§ Instructions to follow: Quote exactly the lines from the start of the entries to the one with "Target = silhouetted apartment block", both ends included.

§ Data provided:
= = = = = = =
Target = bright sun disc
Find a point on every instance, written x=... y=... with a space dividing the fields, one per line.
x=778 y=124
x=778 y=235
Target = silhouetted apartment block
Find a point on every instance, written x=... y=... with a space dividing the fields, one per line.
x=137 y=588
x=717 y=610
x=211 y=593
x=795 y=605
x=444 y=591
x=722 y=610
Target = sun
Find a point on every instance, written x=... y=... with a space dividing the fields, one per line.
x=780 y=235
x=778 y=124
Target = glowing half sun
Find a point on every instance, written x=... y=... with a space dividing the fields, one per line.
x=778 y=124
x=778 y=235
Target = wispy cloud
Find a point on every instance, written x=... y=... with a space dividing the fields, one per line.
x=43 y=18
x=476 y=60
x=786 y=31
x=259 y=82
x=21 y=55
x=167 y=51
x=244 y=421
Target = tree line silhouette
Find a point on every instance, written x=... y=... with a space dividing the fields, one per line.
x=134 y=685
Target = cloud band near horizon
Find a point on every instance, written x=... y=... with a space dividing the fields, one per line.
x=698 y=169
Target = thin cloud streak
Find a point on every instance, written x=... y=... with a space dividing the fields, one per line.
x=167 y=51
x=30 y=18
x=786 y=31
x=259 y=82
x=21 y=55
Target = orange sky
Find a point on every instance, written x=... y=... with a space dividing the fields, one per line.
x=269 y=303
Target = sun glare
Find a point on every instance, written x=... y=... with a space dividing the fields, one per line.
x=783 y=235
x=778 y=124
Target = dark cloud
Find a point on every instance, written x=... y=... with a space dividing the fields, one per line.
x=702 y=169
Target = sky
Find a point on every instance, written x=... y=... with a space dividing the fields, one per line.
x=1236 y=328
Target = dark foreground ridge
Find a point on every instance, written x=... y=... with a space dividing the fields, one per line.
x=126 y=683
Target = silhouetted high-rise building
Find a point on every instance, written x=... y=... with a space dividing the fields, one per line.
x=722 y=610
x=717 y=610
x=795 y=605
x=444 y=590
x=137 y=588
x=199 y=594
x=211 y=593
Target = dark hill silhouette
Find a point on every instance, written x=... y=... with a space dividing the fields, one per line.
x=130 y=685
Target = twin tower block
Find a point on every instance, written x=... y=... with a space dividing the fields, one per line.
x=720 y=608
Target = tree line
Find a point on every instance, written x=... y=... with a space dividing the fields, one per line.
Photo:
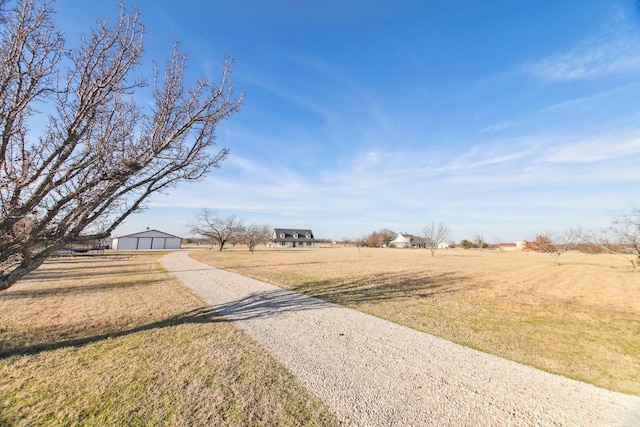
x=621 y=237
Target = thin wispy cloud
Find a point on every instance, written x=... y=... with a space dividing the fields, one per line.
x=597 y=57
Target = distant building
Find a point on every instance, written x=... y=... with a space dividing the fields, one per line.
x=405 y=240
x=293 y=238
x=150 y=239
x=510 y=247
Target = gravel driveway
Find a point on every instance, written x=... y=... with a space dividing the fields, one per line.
x=371 y=372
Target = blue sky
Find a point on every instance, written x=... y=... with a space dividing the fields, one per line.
x=499 y=118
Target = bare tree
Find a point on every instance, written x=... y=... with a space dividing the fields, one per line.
x=623 y=236
x=255 y=234
x=217 y=229
x=556 y=244
x=435 y=235
x=101 y=155
x=478 y=240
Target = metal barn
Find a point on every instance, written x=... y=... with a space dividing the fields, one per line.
x=146 y=240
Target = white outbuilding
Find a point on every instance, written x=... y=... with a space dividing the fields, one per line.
x=150 y=239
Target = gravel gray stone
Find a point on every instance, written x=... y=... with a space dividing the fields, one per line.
x=372 y=372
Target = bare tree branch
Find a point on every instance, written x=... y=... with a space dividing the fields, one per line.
x=101 y=155
x=435 y=235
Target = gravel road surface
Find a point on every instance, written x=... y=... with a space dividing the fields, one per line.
x=371 y=372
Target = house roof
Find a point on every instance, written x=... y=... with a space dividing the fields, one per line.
x=293 y=234
x=149 y=233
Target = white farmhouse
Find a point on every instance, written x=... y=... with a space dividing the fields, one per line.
x=150 y=239
x=405 y=240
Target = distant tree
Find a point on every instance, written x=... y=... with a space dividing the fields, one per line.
x=255 y=234
x=623 y=236
x=467 y=244
x=435 y=235
x=387 y=235
x=100 y=155
x=217 y=229
x=556 y=244
x=479 y=242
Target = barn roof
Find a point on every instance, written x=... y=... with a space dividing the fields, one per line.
x=149 y=233
x=289 y=234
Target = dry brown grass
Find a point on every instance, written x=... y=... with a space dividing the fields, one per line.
x=116 y=341
x=580 y=319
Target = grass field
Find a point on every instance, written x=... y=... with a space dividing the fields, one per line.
x=109 y=341
x=580 y=319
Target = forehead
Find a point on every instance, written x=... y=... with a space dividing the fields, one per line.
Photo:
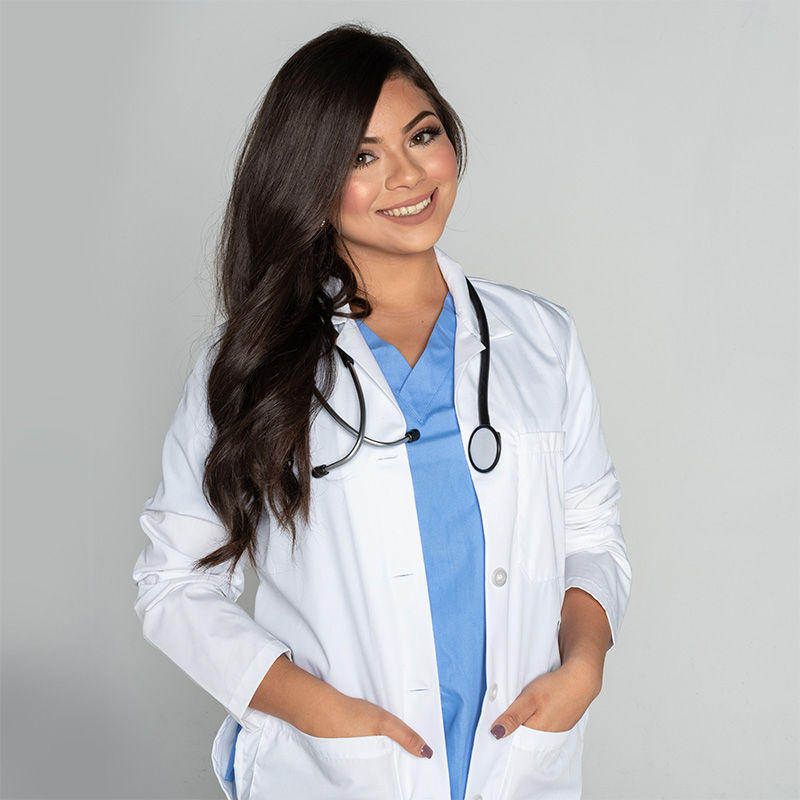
x=399 y=102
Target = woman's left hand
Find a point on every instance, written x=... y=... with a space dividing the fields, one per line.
x=554 y=701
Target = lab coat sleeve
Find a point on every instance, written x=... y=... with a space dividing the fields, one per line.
x=190 y=614
x=596 y=559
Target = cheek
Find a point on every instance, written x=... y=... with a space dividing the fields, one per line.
x=355 y=199
x=447 y=165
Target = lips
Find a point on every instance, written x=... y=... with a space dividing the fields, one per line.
x=409 y=208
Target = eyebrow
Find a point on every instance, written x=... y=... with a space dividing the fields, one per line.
x=406 y=128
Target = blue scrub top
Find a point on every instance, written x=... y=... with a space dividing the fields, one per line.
x=451 y=530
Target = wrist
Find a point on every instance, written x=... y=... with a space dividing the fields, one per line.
x=585 y=672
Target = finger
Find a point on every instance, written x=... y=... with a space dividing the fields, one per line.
x=520 y=711
x=406 y=737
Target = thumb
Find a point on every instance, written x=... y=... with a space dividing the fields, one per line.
x=521 y=710
x=406 y=737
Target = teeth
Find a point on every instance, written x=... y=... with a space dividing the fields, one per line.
x=408 y=211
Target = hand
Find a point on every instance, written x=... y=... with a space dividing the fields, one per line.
x=553 y=702
x=348 y=716
x=314 y=707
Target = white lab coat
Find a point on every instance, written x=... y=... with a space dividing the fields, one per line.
x=351 y=604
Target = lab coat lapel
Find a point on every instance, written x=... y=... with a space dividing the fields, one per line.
x=468 y=339
x=353 y=343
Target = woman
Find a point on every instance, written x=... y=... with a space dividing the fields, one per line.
x=433 y=614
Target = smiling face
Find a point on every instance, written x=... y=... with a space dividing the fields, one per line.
x=403 y=182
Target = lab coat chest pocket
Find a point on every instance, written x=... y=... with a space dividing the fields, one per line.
x=540 y=522
x=290 y=765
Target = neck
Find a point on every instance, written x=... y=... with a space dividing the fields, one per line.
x=398 y=285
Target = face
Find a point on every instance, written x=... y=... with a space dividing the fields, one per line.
x=404 y=179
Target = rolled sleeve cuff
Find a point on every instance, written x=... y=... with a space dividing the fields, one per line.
x=239 y=706
x=600 y=574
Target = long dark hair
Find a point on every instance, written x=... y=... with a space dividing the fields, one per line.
x=277 y=264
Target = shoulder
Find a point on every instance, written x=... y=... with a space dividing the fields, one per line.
x=526 y=312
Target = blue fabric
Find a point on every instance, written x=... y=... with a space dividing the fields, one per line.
x=451 y=529
x=229 y=774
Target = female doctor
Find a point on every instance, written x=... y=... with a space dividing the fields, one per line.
x=414 y=464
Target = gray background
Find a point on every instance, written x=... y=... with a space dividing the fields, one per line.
x=635 y=162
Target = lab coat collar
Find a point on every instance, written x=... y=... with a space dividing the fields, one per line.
x=457 y=284
x=468 y=340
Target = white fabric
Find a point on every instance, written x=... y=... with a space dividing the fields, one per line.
x=351 y=606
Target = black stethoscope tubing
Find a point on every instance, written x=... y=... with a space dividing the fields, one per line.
x=484 y=443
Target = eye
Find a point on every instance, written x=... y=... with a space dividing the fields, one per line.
x=363 y=160
x=425 y=136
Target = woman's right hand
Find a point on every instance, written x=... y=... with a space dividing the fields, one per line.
x=317 y=709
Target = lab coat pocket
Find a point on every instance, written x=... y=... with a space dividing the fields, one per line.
x=290 y=765
x=544 y=765
x=540 y=521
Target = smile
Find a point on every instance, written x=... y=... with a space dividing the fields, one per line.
x=408 y=211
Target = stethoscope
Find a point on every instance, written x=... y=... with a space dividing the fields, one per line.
x=484 y=443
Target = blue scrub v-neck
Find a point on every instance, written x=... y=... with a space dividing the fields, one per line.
x=451 y=530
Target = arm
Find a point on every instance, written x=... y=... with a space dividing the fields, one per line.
x=316 y=708
x=597 y=573
x=189 y=614
x=192 y=615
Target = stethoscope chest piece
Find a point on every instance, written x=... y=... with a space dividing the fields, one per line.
x=484 y=448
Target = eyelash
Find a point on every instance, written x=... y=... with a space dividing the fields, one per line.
x=433 y=131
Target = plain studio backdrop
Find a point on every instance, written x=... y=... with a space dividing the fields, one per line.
x=635 y=162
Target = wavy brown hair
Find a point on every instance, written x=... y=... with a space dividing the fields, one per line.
x=281 y=278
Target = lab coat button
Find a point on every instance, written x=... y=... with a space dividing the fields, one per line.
x=499 y=577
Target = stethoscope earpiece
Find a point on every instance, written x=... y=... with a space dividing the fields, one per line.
x=484 y=444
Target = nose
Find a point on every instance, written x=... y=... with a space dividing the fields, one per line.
x=404 y=171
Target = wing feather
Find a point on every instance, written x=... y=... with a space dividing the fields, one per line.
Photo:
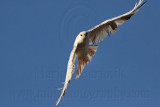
= = = = = = =
§ Your solution:
Target = bright sun disc
Find a point on every instance, written x=... y=... with a space dividing the fields, one per line.
x=778 y=124
x=778 y=235
Target = silhouetted apartment block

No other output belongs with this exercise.